[[ Records for processing open ]]
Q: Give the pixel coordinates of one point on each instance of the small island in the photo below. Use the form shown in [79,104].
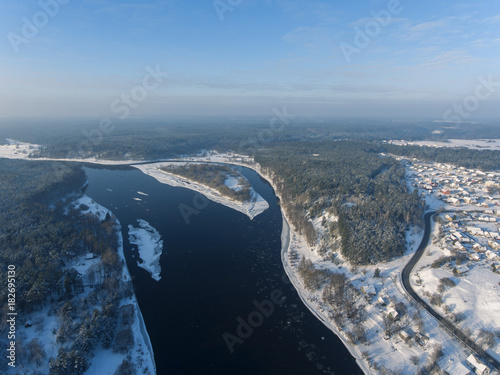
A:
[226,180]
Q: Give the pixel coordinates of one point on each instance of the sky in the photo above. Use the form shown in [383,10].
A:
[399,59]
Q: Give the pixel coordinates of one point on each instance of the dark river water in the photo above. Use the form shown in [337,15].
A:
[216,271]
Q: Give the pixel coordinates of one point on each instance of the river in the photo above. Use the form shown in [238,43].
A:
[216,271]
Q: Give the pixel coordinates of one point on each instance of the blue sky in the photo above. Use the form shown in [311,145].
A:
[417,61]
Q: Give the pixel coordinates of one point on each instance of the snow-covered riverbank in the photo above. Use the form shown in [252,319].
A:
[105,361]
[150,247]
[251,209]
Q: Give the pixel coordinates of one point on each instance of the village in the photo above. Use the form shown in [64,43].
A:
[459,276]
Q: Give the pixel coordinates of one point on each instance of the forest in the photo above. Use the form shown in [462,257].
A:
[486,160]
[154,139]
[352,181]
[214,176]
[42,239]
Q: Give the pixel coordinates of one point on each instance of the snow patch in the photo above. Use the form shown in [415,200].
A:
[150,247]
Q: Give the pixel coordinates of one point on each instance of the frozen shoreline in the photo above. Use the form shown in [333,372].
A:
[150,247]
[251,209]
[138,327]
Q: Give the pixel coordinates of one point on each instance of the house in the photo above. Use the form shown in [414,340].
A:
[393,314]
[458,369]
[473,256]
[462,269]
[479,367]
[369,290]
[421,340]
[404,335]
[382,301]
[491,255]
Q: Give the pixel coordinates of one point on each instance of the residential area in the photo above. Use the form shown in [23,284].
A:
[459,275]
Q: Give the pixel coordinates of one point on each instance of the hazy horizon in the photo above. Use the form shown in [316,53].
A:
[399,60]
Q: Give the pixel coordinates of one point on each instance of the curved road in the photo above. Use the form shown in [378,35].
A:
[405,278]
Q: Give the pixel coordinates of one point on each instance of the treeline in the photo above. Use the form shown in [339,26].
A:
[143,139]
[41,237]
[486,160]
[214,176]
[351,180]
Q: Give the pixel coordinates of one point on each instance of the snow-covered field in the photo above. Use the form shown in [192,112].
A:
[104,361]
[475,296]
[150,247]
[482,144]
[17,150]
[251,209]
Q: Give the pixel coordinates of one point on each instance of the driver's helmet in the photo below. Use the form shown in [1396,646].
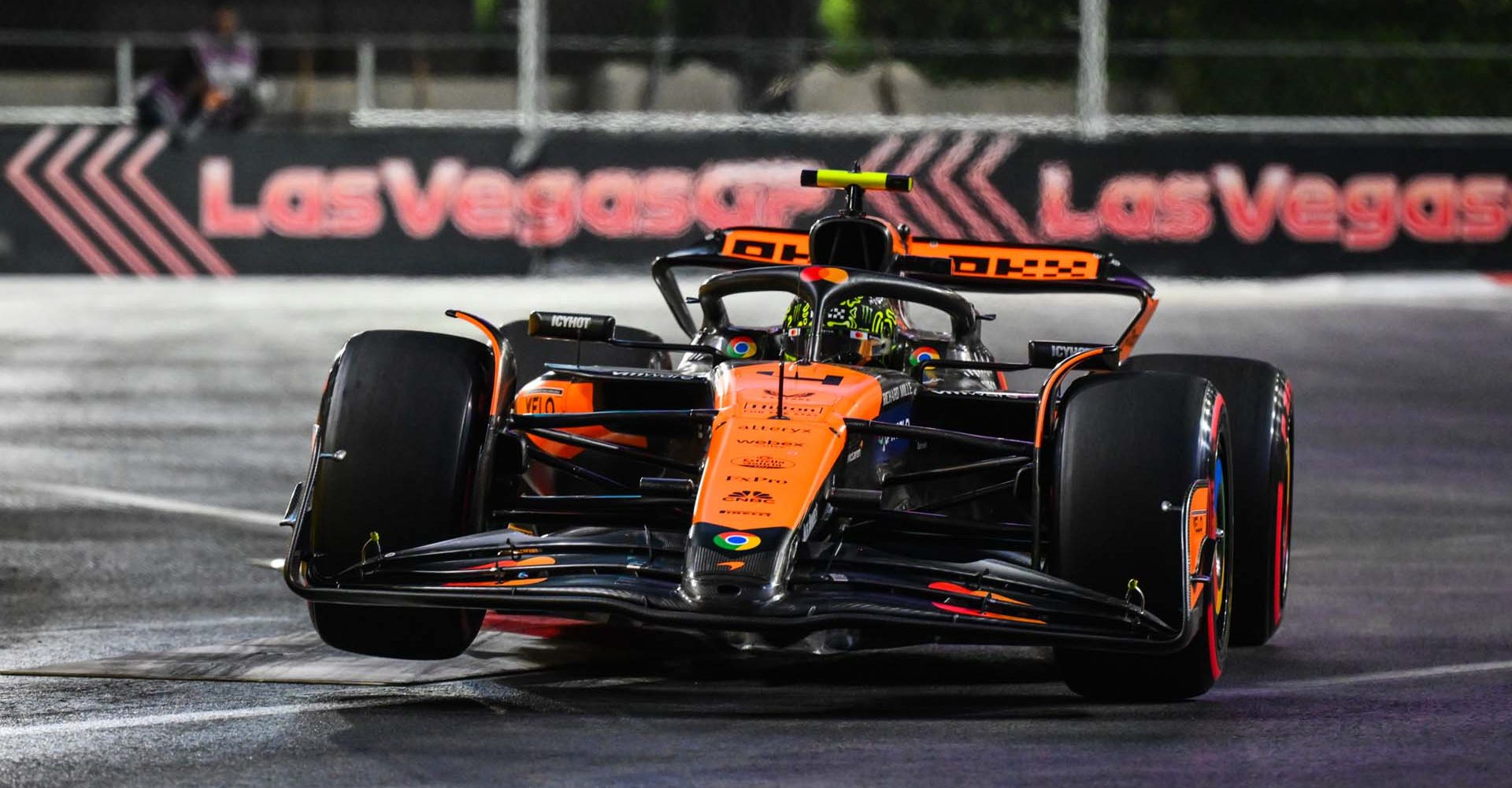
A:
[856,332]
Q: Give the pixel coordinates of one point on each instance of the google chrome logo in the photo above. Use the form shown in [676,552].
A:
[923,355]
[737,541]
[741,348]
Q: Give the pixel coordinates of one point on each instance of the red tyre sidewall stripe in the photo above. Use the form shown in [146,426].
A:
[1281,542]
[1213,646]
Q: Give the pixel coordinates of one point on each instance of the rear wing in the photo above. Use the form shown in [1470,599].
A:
[[ Records for processing closed ]]
[Exercise]:
For every entry above, please output the text exactly and leave any picture behind.

[Answer section]:
Q: Give the pixel coordinates of one point on each instance of the small island in the photo below. Use the form shown in [79,104].
A:
[226,180]
Q: Give the pixel coordinates of one point on each instance of the sky in the photo above. Use the form shown in [383,10].
A:
[399,59]
Q: Give the pixel coordinates of one point on each instance of the dark river water in the photo above. Use the form shown in [337,15].
A:
[216,271]
Q: Give the pixel coordinates of one point on each instance of the river in the photo above. Use the form shown in [238,43].
A:
[216,271]
Q: Give the pixel coordinates of one point on each instance of the blue sky in the photo above. Use the form shown in [311,145].
A:
[417,61]
Q: Give the pixel coordinates of one point on each instance of the snow-covered riverbank in the photo above. Use the form shown in [252,319].
A:
[105,361]
[150,247]
[251,209]
Q: Give the pixel coordinates of one point on each instance of the village in the photo above. Use the form shown in [64,43].
A:
[459,276]
Q: Give the pixel coordinates of one point on each instance of the forest in the photo above. Use the form shown in [462,257].
A:
[486,160]
[154,139]
[352,181]
[214,176]
[42,239]
Q: Give the pixel coordinates of one point on each instance of the snow patch in the photo above. Use the form shown in [415,200].
A:
[150,247]
Q: Give the pixel coordinates of one point on each instance of the frozen shoreline in the photo above. Use the form shown in [333,372].
A:
[150,247]
[251,209]
[138,327]
Q: Give the pixel coordinates of one point on each instance of the house in the photo above. Use the form shown in [414,340].
A:
[393,314]
[458,369]
[473,256]
[462,269]
[479,367]
[369,290]
[421,340]
[404,335]
[382,301]
[491,255]
Q: Give the pixel coordinates of one point on each instance of the residential area in the photo above. Use the form shown in [23,284].
A:
[459,275]
Q: Give the pixel coordinates of one point on each instance of the hazy horizon in the photo above. Use the form shown in [316,53].
A:
[399,60]
Q: Give the pixel coordinates of one point on each instance of the curved road in the photo above. Use the form shown in [378,35].
A:
[405,278]
Q: Give the pixel coordinates of one point on each instance of the treeline in the photo above. Use the form shown in [339,26].
A:
[143,139]
[41,237]
[486,160]
[214,176]
[351,180]
Q: Give the pixel coordinates of one point on each instance of the snow-covered field in the photo above. Use the form shown in [192,112].
A:
[104,361]
[475,296]
[150,247]
[482,144]
[17,150]
[251,209]
Q: Give the pixel coordinates of one point on each instance of the driver's helmet in the photo below. Use the form shown in [1396,646].
A:
[856,332]
Q: Give the pixel coordinates of one point on each instance of the google chrome logo in the photo above. Use the form shown in [676,552].
A:
[923,355]
[737,541]
[741,348]
Q: Give the pixel coordinates of one point on each instance of the red tyre sidewall stripe in the photo above. Use the form shown in [146,426].
A:
[1281,542]
[1213,646]
Q: Give the pixel coordinates of one point on each instance of the rear wing in the photo above. Use the form shown in [1470,599].
A:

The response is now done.